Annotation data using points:
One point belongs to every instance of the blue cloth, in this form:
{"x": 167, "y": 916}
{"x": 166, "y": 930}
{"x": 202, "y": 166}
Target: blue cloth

---

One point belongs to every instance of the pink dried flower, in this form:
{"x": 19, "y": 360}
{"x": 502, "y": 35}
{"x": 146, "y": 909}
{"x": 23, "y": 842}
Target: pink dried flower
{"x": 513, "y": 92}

GIVEN REQUEST: Can you turn everything in the material from the line containing "One point belongs to every instance of the blue" down to and including the line containing "Target: blue cloth" into a JSON list of strings, with one string per line and any blank lines left out?

OUTPUT BELOW:
[
  "One point belongs to every instance of the blue cloth, in this form:",
  "{\"x\": 167, \"y\": 916}",
  "{\"x\": 166, \"y\": 930}",
  "{\"x\": 202, \"y\": 166}",
  "Target: blue cloth"
]